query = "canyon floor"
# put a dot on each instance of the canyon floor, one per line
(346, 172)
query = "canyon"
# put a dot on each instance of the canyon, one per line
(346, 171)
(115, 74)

▶ _INSTRUCTIONS TO FOLLOW_
Please retype, exactly as written, every line from the line containing "floor, one per line" through the last line of the records above, including both of those lines, and nothing else.

▶ _TASK RESULT_
# put a dot on each instance of the canyon floor, one per line
(346, 172)
query = "canyon"
# put a dot on each instance of the canyon, one per line
(346, 171)
(115, 74)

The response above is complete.